DATA LISTING:
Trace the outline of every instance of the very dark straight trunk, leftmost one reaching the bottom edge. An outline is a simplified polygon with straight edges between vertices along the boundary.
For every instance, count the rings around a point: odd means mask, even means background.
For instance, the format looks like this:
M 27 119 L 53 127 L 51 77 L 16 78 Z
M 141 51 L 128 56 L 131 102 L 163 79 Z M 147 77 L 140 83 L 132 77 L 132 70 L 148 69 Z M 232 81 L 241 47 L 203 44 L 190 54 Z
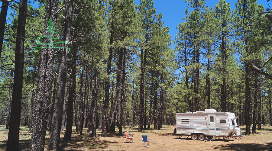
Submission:
M 10 127 L 8 130 L 7 151 L 19 150 L 26 14 L 27 14 L 27 0 L 20 0 L 15 46 L 14 82 L 12 90 Z

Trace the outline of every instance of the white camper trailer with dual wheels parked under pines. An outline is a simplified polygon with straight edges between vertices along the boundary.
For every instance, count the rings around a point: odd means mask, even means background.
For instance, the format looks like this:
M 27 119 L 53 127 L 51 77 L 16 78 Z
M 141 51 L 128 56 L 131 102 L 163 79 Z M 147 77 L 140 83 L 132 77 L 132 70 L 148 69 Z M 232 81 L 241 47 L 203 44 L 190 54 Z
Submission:
M 204 111 L 176 113 L 176 134 L 191 136 L 192 140 L 205 140 L 208 138 L 241 135 L 241 130 L 237 127 L 234 113 L 217 112 L 214 109 Z

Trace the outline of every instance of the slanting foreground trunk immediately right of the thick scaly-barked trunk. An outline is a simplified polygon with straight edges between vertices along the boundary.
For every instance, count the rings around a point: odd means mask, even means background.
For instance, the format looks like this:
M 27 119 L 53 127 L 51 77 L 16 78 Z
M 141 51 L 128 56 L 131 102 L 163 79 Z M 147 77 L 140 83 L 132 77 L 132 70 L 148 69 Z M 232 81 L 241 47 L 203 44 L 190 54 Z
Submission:
M 63 43 L 63 49 L 60 53 L 60 65 L 57 79 L 57 90 L 56 90 L 56 99 L 54 103 L 54 113 L 52 119 L 52 125 L 50 130 L 50 139 L 48 143 L 48 150 L 59 150 L 60 149 L 60 130 L 63 117 L 63 102 L 66 92 L 66 79 L 68 71 L 68 55 L 69 52 L 69 41 L 70 41 L 70 31 L 72 23 L 72 12 L 73 12 L 73 0 L 70 0 L 66 4 L 66 11 L 64 16 L 64 30 L 63 30 L 63 40 L 66 41 Z

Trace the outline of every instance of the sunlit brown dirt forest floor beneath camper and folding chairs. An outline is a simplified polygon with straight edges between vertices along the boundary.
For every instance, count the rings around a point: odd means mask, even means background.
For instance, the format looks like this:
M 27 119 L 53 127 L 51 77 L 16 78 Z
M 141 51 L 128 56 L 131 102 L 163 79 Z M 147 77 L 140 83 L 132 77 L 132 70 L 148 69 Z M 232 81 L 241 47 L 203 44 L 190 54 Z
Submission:
M 272 146 L 272 127 L 262 126 L 262 130 L 257 130 L 257 133 L 245 135 L 242 137 L 242 141 L 234 138 L 215 139 L 214 141 L 200 141 L 191 140 L 191 137 L 186 138 L 182 136 L 179 138 L 173 134 L 175 126 L 163 126 L 161 130 L 144 129 L 143 133 L 137 132 L 137 127 L 123 129 L 124 136 L 118 136 L 118 130 L 116 134 L 108 133 L 107 137 L 100 137 L 101 130 L 96 131 L 95 138 L 89 137 L 90 133 L 83 133 L 79 136 L 73 129 L 72 140 L 60 142 L 60 149 L 62 151 L 88 151 L 88 150 L 112 150 L 112 151 L 157 151 L 157 150 L 190 150 L 190 151 L 222 151 L 222 150 L 235 150 L 235 151 L 266 151 L 271 150 Z M 241 127 L 242 135 L 245 133 L 245 127 Z M 86 129 L 84 129 L 86 132 Z M 125 131 L 129 131 L 129 134 L 134 135 L 134 143 L 125 142 Z M 63 138 L 64 131 L 61 133 Z M 148 135 L 149 138 L 153 138 L 150 142 L 151 147 L 141 147 L 141 135 Z M 8 139 L 8 130 L 5 130 L 5 126 L 0 126 L 0 150 L 6 149 L 6 143 Z M 19 144 L 20 150 L 29 150 L 31 140 L 31 133 L 27 127 L 20 127 Z M 47 150 L 47 144 L 49 140 L 49 133 L 46 134 L 45 150 Z

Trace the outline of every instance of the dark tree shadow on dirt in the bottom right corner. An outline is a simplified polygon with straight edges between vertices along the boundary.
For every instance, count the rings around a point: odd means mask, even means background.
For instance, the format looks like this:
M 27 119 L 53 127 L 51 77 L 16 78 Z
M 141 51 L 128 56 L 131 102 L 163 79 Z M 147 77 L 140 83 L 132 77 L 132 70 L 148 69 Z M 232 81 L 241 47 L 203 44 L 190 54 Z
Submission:
M 272 142 L 269 143 L 262 143 L 262 144 L 225 144 L 225 145 L 218 145 L 213 146 L 213 148 L 216 149 L 222 149 L 222 150 L 233 150 L 233 151 L 248 151 L 248 150 L 254 150 L 254 151 L 268 151 L 271 150 Z

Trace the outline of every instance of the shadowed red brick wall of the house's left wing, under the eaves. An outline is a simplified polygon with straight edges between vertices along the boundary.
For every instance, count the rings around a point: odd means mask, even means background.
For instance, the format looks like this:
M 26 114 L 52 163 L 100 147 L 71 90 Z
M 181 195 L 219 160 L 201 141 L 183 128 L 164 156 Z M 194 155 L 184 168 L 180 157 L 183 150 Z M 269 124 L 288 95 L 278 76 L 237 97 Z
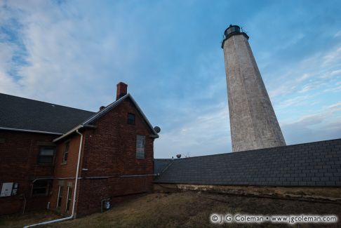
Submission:
M 0 215 L 21 212 L 23 197 L 27 199 L 27 210 L 45 208 L 48 196 L 31 196 L 32 180 L 53 175 L 53 166 L 38 164 L 39 148 L 51 142 L 56 135 L 24 133 L 0 130 L 0 187 L 3 182 L 18 182 L 16 196 L 0 197 Z

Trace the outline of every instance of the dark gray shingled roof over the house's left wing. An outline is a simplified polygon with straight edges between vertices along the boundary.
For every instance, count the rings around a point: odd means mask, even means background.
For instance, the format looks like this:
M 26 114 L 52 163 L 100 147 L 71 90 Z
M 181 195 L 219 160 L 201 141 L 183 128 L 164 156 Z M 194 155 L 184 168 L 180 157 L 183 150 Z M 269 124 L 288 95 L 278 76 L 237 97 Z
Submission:
M 66 133 L 93 116 L 72 107 L 0 93 L 0 127 Z

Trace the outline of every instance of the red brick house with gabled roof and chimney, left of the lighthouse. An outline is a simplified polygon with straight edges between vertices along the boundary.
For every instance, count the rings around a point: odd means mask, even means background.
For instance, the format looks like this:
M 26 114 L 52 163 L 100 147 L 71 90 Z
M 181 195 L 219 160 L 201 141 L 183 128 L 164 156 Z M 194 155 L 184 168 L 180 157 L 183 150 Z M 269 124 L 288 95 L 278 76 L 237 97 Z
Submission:
M 0 107 L 0 214 L 86 215 L 152 188 L 159 135 L 125 83 L 98 112 L 1 93 Z

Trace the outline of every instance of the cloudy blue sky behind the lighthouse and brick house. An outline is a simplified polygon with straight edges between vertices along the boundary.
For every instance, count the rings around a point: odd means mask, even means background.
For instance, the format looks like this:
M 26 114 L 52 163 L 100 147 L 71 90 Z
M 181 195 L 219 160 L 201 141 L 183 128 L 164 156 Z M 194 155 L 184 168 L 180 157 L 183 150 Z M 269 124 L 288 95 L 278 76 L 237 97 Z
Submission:
M 341 138 L 341 1 L 0 0 L 0 93 L 97 112 L 128 83 L 155 158 L 232 152 L 222 34 L 240 25 L 287 145 Z

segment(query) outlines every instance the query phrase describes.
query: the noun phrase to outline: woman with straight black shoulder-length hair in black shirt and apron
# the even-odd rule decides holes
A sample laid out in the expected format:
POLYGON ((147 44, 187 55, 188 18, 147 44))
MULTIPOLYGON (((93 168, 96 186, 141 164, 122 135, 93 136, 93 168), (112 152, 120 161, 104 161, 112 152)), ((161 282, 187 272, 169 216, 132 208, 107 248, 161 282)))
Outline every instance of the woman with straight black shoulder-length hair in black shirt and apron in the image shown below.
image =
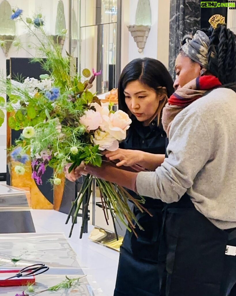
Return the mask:
MULTIPOLYGON (((163 162, 166 134, 161 125, 161 115, 172 93, 171 75, 158 60, 135 59, 124 67, 119 79, 118 105, 120 110, 130 115, 132 123, 119 149, 107 154, 111 160, 117 159, 117 154, 127 160, 132 155, 132 161, 150 170, 155 170, 163 162), (151 166, 147 155, 153 160, 151 166)), ((117 165, 127 165, 127 162, 123 158, 117 165)), ((130 194, 140 198, 132 191, 130 194)), ((153 216, 141 213, 134 206, 134 214, 145 231, 136 227, 138 238, 133 232, 126 231, 120 247, 114 296, 159 295, 158 248, 164 203, 147 197, 144 207, 153 216), (140 280, 144 278, 147 280, 140 280)))

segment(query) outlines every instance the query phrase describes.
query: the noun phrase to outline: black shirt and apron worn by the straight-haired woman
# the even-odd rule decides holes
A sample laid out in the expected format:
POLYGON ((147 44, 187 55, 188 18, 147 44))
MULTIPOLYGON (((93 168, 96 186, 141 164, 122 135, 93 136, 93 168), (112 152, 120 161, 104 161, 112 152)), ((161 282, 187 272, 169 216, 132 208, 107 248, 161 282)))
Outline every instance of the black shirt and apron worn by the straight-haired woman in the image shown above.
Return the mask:
MULTIPOLYGON (((135 122, 134 128, 129 131, 128 138, 120 148, 164 154, 165 134, 161 134, 156 122, 150 124, 150 129, 135 122)), ((130 193, 133 197, 137 197, 134 192, 130 193)), ((146 198, 144 206, 153 217, 141 213, 137 207, 134 207, 135 216, 145 231, 137 226, 135 231, 138 238, 132 232, 126 231, 120 247, 114 296, 159 295, 158 249, 164 205, 161 200, 146 198)))

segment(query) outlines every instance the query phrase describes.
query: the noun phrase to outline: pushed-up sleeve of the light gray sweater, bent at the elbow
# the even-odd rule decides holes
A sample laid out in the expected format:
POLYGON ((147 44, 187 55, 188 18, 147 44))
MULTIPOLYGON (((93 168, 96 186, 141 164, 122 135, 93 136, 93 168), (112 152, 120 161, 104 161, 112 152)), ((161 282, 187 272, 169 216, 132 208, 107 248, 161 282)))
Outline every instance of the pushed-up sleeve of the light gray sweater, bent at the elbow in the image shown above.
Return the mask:
POLYGON ((140 172, 136 179, 140 195, 167 203, 177 202, 193 186, 210 155, 208 131, 196 110, 176 116, 169 138, 168 158, 155 172, 140 172))

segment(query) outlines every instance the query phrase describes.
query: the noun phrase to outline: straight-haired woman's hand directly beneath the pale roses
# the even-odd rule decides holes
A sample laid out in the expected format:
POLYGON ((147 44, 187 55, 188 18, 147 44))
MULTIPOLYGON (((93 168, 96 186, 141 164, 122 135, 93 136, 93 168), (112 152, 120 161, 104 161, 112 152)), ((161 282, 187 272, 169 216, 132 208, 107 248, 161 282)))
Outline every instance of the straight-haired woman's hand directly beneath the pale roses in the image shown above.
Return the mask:
POLYGON ((120 162, 117 163, 116 165, 122 166, 132 166, 135 164, 139 164, 140 161, 142 161, 142 151, 139 150, 128 150, 128 149, 120 149, 118 148, 116 151, 106 151, 105 156, 109 159, 109 160, 115 160, 115 159, 119 159, 120 162))

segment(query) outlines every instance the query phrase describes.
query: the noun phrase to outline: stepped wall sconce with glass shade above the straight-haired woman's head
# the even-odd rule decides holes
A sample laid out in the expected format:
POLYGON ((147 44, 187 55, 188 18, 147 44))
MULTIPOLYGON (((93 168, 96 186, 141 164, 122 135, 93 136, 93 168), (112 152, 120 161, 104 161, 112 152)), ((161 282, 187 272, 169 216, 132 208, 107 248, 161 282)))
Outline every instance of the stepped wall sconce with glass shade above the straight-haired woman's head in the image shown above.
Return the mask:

WHAT YOU HAVE TO DO: Please filter the data down to the lines containing the word "hand".

FINISHED TASK:
query: the noun phrase to outline: straight-haired woman's hand directly beneath the pale roses
Outline every instance of the straight-haired woman's hand directly beneath the pale roses in the image shown above.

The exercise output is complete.